§ TASK PROMPT
Starting with the first line and ending with the last, copy the entries word for word.

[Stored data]
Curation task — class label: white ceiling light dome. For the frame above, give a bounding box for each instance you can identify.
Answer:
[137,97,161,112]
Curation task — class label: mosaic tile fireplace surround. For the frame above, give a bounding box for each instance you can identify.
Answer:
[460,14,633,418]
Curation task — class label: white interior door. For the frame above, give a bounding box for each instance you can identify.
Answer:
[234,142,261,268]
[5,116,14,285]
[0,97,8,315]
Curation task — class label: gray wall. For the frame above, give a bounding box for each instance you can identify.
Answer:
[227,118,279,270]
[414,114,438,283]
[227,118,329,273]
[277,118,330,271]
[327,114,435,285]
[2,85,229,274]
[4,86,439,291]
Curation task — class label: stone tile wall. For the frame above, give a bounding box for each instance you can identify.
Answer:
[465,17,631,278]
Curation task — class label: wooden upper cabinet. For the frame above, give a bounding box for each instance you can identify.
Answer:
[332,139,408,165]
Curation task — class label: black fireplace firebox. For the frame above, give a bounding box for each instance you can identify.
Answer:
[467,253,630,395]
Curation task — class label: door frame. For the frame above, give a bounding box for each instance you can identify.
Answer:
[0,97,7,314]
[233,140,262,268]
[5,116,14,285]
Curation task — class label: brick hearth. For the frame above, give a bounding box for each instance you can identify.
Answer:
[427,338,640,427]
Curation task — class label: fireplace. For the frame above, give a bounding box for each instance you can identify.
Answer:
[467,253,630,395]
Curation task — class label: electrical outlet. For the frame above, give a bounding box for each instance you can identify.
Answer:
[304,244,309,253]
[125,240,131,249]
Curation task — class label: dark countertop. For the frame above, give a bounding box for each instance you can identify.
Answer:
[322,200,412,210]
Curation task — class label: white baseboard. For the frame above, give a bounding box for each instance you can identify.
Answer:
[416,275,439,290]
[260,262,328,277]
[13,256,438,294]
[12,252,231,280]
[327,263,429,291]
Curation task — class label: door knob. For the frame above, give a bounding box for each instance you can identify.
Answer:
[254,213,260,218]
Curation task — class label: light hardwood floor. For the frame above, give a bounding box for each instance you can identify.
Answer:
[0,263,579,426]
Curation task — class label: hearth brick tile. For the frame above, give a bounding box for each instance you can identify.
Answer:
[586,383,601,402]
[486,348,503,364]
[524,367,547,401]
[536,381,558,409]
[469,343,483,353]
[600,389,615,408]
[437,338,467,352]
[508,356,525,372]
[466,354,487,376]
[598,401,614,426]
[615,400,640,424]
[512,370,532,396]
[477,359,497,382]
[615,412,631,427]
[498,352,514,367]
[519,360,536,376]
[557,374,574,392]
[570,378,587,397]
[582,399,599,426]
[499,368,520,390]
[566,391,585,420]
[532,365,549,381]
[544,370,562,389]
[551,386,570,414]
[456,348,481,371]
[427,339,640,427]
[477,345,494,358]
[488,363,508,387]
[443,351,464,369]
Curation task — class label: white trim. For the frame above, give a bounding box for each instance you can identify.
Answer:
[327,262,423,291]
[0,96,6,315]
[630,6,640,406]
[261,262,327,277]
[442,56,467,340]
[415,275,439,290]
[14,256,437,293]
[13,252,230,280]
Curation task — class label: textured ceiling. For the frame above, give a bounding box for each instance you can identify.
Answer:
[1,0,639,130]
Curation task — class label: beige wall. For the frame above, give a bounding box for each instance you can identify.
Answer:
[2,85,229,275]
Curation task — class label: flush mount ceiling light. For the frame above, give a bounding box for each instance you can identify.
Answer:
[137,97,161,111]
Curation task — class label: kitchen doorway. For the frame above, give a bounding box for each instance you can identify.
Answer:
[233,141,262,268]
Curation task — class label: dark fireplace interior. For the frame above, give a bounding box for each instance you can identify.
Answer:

§ TASK SOLUTION
Curation task — class label: white ceiling light dome. For the frame above, give a bounding box for each instance you can identify.
Answer:
[137,97,161,112]
Curation task — class label: mosaic tile fireplace surround. For the frame above, give a bounding box for each instance you can identify.
Answer:
[460,14,633,418]
Curation task — class label: white interior door. For the frame above, give a bounding box for each instance you can identify.
Answer:
[234,142,261,268]
[5,116,14,285]
[0,97,8,315]
Curation task — class label: gray wall. For the frame above, give a bounding box for each instance you can identify.
Answer:
[227,118,279,270]
[414,114,438,283]
[227,118,329,273]
[277,118,330,271]
[327,114,435,285]
[2,85,229,274]
[4,86,439,291]
Curation task — class label: stone tile wall. For the frame above, give a bounding box for each instance you can identify.
Answer:
[465,17,631,278]
Curation task — class label: wooden upper cabinet. For the frame above, give a bounding box for each instance you can identify.
Answer:
[332,139,408,165]
Curation task — class label: black fireplace firebox. For the frame above, give a bounding box for each instance you can identify.
Answer:
[467,253,630,395]
Curation task — class label: door frame. For the frame above, give a bounding box for each instance you can identify.
Answer:
[0,97,7,314]
[233,140,262,268]
[5,116,14,285]
Curation task — class label: brick hearth. For the frame above, give a bounding box for each instance you can identify.
Answer:
[427,338,640,427]
Curation task — class label: fireplace. For the frame above, give a bounding box for each instance you can identify.
Answer:
[467,253,630,395]
Curation task — class label: electrical outlet. For the frame above, give a bounding box for each instance you can identify.
Answer:
[304,244,309,253]
[125,240,131,249]
Curation task — class label: dark countertop. For the frame above, give a bounding box for each instance you can identify.
Answer:
[322,200,412,210]
Curation task — class label: white baseboard. For the frame above, give a bounding box for each instance you can identify.
Answer:
[416,275,439,290]
[260,262,328,277]
[13,256,438,294]
[12,252,231,280]
[327,263,429,291]
Curation task — class label: door knob. For the frame above, give a bounding box for each instance you can identify.
Answer:
[254,213,260,218]
Curation task — class label: light hardwood floor. For the frame above, give a bounding box for each instance you can identify.
Answer:
[0,263,579,426]
Curation task — class label: hearth brick tile. For the frame above, give a bounding box for each instance you can identify.
Answer:
[586,383,601,402]
[486,348,503,364]
[524,367,547,401]
[536,381,558,409]
[469,343,483,353]
[600,389,615,408]
[437,338,467,352]
[508,356,525,372]
[466,354,487,376]
[598,401,614,426]
[615,400,640,424]
[512,370,532,396]
[477,359,497,382]
[615,412,631,427]
[498,352,514,367]
[519,360,536,376]
[557,374,574,392]
[570,378,587,397]
[582,399,599,426]
[499,368,520,390]
[566,391,585,420]
[532,365,549,381]
[544,370,562,389]
[551,386,570,414]
[456,348,481,371]
[427,339,640,427]
[477,345,494,358]
[488,363,508,387]
[443,351,464,369]
Curation task — class label: white trim. For the frame above, give a bounding box for each instance you can identify.
Answer:
[327,262,423,291]
[0,96,6,315]
[630,6,640,406]
[261,262,327,277]
[442,56,467,340]
[415,275,439,290]
[14,256,437,293]
[13,252,230,280]
Curation task — class label: textured ceiling. For the frame above, give a bounding box for each instance you can identify.
Answer:
[1,0,639,130]
Curation task — class label: beige wall. For the frame above, give a bounding box for each instance you can identify.
Answer:
[2,85,229,275]
Curation task — class label: flush mount ceiling light. For the frame above, give a bounding box for each instance you can identify.
Answer:
[137,97,161,111]
Curation task — class label: kitchen doorway. For the frame above, give a bounding box for each instance you can identify.
Answer:
[233,141,262,268]
Curation task — class label: dark fireplace interior. For the frame above, give a bounding box for each instance you can identify.
Answer:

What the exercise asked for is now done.